--- START ---
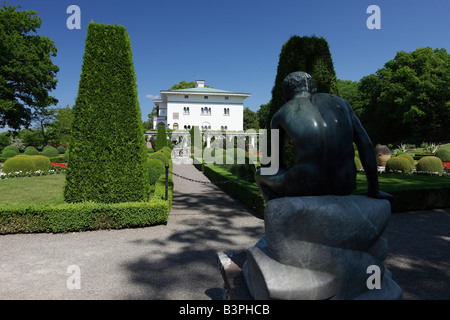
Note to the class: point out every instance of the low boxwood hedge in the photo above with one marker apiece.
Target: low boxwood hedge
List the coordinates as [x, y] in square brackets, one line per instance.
[88, 216]
[84, 216]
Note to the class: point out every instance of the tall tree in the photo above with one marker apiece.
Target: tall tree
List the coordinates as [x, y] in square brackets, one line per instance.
[107, 160]
[27, 73]
[408, 100]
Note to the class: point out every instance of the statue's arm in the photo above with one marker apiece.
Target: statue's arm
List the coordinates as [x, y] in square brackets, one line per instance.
[367, 156]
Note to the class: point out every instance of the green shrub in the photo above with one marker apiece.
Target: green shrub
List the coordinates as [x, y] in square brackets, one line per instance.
[13, 148]
[167, 151]
[9, 154]
[50, 151]
[401, 164]
[156, 168]
[160, 155]
[41, 163]
[19, 163]
[61, 149]
[443, 154]
[410, 159]
[358, 164]
[430, 164]
[83, 216]
[108, 158]
[31, 151]
[161, 138]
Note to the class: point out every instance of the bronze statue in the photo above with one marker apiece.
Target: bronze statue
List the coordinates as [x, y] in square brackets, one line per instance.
[323, 128]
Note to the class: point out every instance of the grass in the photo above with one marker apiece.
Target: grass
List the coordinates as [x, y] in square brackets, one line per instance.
[33, 190]
[397, 182]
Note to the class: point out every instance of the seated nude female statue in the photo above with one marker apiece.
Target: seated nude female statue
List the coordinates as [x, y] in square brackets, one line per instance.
[323, 128]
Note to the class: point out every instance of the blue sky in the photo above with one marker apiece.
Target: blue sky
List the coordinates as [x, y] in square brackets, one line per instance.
[235, 44]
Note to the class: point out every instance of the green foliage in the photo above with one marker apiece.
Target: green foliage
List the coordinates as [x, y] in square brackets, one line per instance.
[159, 155]
[409, 157]
[108, 161]
[156, 168]
[443, 154]
[308, 54]
[408, 99]
[31, 151]
[8, 154]
[25, 58]
[11, 148]
[61, 149]
[81, 216]
[430, 164]
[167, 151]
[161, 138]
[401, 164]
[50, 151]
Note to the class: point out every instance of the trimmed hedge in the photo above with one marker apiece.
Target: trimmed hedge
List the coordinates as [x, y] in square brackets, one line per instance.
[430, 164]
[399, 163]
[244, 191]
[108, 157]
[443, 154]
[84, 216]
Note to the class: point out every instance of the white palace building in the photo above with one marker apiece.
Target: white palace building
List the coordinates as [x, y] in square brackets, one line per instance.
[207, 108]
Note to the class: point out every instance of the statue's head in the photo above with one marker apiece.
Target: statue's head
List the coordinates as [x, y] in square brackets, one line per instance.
[298, 82]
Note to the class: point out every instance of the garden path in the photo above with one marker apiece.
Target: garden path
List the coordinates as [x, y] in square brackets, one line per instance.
[173, 261]
[178, 260]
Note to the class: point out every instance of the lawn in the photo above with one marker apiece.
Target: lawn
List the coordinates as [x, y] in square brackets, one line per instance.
[33, 190]
[397, 182]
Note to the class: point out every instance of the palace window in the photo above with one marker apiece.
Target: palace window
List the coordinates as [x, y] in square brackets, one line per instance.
[206, 111]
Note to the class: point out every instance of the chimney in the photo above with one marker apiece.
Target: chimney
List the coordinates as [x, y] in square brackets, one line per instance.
[199, 83]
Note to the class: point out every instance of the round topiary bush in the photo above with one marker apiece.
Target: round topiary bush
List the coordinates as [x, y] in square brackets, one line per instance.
[12, 148]
[19, 163]
[409, 158]
[156, 168]
[50, 152]
[443, 154]
[8, 154]
[382, 155]
[401, 164]
[430, 164]
[31, 151]
[160, 156]
[61, 149]
[41, 163]
[168, 152]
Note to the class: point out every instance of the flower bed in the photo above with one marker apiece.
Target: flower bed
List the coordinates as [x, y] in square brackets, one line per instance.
[56, 168]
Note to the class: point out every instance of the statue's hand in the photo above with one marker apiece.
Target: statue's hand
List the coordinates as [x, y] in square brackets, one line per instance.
[380, 195]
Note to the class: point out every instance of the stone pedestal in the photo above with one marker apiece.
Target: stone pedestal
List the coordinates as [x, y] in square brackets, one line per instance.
[322, 247]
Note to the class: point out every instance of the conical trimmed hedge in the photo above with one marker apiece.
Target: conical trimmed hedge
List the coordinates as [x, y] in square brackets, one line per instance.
[107, 160]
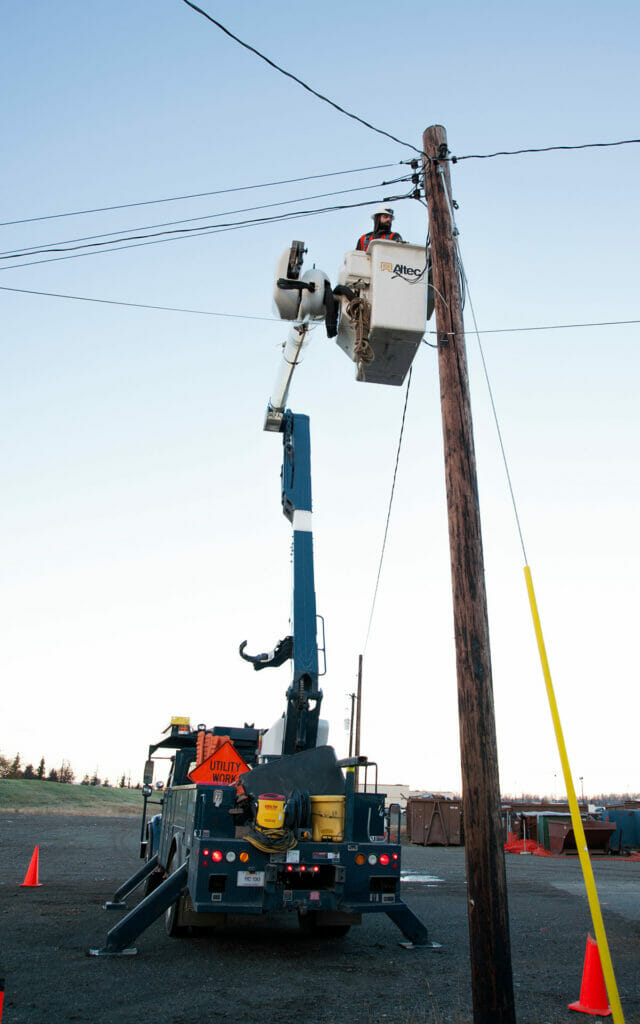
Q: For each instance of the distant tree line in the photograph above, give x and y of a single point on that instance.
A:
(11, 768)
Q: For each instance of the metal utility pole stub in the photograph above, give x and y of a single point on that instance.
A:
(488, 922)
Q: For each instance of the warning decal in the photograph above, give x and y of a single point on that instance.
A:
(224, 767)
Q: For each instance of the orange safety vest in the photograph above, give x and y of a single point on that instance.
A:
(365, 240)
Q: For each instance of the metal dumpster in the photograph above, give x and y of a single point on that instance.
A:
(627, 835)
(433, 821)
(597, 834)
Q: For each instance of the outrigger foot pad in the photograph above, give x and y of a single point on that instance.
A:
(113, 952)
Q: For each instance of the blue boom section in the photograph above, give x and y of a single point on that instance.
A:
(303, 696)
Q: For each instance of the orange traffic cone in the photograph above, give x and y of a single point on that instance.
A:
(31, 879)
(593, 997)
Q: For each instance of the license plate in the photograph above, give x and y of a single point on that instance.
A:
(251, 879)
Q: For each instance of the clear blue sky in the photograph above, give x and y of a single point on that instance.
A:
(142, 534)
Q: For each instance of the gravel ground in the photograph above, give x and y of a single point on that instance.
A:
(275, 975)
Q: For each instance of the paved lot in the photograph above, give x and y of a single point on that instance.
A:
(276, 976)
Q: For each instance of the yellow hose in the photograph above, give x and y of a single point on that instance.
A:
(579, 832)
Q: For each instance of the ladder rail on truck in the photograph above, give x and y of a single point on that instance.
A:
(207, 860)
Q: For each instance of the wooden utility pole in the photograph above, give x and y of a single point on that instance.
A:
(358, 702)
(352, 698)
(486, 884)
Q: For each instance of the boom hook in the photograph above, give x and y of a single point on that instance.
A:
(281, 653)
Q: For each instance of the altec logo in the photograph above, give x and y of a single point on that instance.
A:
(408, 271)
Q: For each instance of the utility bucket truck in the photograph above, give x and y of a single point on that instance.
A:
(256, 822)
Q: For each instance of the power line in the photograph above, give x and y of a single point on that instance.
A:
(299, 81)
(273, 320)
(181, 233)
(138, 305)
(546, 327)
(546, 148)
(176, 199)
(34, 250)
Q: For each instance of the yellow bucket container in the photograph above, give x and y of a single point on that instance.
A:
(270, 810)
(328, 818)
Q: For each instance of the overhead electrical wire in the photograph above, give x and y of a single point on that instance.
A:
(35, 249)
(218, 192)
(139, 305)
(275, 320)
(299, 81)
(545, 148)
(184, 232)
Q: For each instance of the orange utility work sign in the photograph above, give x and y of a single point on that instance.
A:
(224, 767)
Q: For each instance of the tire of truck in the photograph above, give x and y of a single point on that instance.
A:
(308, 926)
(172, 912)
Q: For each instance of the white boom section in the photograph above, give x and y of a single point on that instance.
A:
(292, 351)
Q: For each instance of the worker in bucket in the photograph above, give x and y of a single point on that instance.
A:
(383, 218)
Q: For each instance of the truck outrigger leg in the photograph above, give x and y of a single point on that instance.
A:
(152, 907)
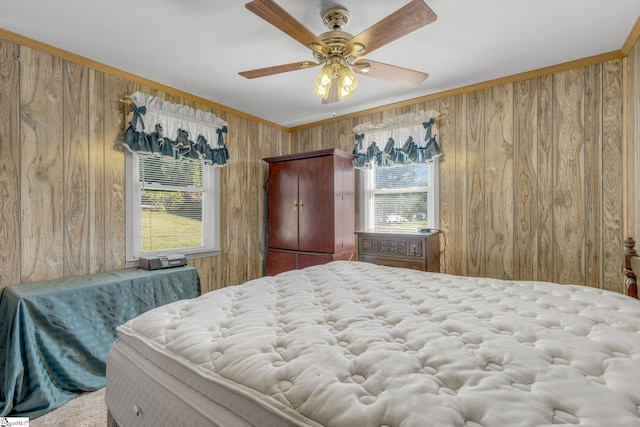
--- END ---
§ Task details
Working through the records above, copy each line in which "chimney" is found.

§ Response for this exercise
Note to the class: point out every instance of the chimney in the photo above with one marker apiece.
Target: chimney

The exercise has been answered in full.